Exercise prompt:
Copy the lines below verbatim, beginning with the line that includes "the red brick" and continuing to the end; leave out everything before it.

Supplied information:
******************************
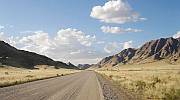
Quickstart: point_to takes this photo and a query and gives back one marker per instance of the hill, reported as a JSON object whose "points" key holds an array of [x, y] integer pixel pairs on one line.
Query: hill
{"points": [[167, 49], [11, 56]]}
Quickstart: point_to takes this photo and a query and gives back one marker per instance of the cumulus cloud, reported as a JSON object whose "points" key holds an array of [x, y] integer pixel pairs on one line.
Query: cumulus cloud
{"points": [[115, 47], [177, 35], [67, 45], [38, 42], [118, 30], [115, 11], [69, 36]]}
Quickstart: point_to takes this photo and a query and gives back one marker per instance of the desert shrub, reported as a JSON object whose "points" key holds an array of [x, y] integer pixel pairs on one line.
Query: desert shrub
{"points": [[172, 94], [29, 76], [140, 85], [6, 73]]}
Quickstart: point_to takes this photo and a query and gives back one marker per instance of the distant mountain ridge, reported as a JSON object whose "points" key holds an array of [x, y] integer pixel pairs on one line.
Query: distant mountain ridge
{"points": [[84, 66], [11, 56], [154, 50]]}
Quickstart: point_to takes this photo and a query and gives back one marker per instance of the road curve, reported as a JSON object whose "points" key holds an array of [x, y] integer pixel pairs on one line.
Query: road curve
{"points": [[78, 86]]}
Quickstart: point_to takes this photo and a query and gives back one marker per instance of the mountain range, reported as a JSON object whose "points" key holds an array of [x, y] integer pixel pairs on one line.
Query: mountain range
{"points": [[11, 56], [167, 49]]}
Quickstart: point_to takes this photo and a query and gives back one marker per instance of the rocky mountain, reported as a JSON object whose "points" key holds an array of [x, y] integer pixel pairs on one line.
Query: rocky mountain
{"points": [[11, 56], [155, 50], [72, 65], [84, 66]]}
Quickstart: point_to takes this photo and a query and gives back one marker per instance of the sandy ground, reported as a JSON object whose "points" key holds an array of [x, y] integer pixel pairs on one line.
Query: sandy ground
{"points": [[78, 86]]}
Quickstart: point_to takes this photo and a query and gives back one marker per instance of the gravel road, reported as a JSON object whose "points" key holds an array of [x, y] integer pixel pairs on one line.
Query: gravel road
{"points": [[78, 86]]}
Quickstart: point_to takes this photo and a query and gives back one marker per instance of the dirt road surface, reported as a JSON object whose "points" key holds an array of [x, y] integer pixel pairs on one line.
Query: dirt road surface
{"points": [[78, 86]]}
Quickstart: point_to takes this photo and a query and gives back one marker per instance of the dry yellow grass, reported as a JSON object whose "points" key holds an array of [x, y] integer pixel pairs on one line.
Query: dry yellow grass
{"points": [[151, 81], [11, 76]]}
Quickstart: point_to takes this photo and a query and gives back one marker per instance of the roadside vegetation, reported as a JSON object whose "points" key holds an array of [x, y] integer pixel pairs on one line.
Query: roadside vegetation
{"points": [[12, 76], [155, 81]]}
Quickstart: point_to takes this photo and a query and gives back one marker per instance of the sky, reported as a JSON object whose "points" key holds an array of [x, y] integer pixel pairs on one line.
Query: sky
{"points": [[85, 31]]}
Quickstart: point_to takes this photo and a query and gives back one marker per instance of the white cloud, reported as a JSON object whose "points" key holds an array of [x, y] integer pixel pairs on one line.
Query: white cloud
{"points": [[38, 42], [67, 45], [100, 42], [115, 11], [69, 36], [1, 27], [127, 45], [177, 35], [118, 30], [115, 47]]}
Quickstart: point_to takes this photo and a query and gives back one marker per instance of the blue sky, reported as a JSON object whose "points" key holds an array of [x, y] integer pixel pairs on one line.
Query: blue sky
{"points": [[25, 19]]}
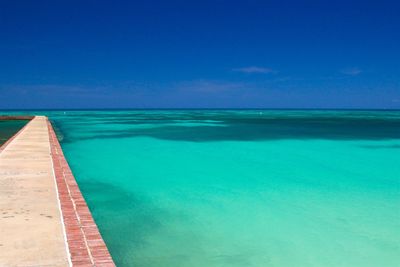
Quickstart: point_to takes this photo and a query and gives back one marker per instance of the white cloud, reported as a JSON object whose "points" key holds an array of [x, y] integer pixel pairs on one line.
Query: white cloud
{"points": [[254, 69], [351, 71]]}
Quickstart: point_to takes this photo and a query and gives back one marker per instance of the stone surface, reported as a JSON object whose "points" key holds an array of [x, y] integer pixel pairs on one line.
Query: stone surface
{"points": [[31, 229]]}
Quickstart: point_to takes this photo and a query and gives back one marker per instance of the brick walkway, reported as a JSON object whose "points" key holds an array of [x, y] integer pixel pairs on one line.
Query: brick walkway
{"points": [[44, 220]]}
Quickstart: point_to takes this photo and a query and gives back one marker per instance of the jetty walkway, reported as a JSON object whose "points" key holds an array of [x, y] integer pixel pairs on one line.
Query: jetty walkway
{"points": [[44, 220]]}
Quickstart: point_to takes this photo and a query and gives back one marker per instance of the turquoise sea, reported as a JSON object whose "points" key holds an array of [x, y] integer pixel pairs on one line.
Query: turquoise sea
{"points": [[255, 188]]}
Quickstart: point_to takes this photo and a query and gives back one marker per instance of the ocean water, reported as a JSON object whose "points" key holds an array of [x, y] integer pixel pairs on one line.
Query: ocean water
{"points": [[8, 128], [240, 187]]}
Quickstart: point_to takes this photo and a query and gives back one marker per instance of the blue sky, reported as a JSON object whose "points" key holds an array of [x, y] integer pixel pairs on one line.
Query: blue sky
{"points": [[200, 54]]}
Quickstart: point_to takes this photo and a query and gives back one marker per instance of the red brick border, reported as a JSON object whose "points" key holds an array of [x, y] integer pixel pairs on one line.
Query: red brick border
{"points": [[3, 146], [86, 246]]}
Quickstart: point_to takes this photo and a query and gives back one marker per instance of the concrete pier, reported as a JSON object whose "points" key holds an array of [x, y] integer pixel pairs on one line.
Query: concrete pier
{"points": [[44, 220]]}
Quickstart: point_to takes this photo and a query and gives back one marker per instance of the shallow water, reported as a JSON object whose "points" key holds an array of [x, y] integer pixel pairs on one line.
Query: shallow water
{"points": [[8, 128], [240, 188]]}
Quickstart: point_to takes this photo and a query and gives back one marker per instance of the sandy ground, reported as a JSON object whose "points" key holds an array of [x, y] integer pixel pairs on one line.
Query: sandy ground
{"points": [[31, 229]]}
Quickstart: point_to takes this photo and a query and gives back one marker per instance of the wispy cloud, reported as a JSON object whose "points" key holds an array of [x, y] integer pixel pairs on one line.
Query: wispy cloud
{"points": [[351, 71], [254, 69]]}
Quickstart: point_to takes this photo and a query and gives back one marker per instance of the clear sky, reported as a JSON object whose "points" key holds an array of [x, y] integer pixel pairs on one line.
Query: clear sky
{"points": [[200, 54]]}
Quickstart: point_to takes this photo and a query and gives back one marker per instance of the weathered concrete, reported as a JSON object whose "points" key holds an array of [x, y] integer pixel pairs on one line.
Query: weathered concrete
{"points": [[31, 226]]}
******************************
Answer to the problem:
Quickstart: point_to takes this photo and a query and gives back one marker per instance of the red brick border, reported as a JSON object whose "points" key holds an array of [x, y] integer pixel pairs on one line.
Query: red brick border
{"points": [[3, 146], [86, 246]]}
Quickstart: point_to takes this photo and a query and gives back one marker per instance of the concrete pier, reported as a JSON object whose "points" key holds an array of [x, y] integer pixel pairs on one line.
Query: concrete pier
{"points": [[44, 220]]}
Quickstart: point_to takes this photo and a query and gives back one marker per instance of the shallow water, reported as a JSON object whose "points" key holds an array of [x, y] integer pixel pairs on one line.
Query: shallow water
{"points": [[8, 128], [240, 188]]}
Quickstart: point_to takes this photo and a query and gives back one marker per instance of the sandy ground, reported as a JSON object whose "points" key holds an array of [x, y] integer pixel pairs on one line.
Query: sandy ground
{"points": [[31, 229]]}
Quickstart: point_to takes this photo and a query and gives back one marker per instance of the wispy cloud, reported as a JSON object whose "points" key holds an array of [x, y] integer pixel pairs on one line.
Query: wispy cloud
{"points": [[351, 71], [254, 69]]}
Quickstart: point_to takes this photo and a query and gives back one marker per instance of the clear sky, reported as a JSON object whose "points" key holds an array of [x, y] integer pixel pairs on one line.
Query: clear sky
{"points": [[200, 54]]}
Quickstart: point_to takes this photo and a query and gives back one marker per instance of the weathered concrete, reported as a JSON object whose "points" key holds an array of [x, y] integer pixel pairs on one line.
Query: weathered concrete
{"points": [[31, 226]]}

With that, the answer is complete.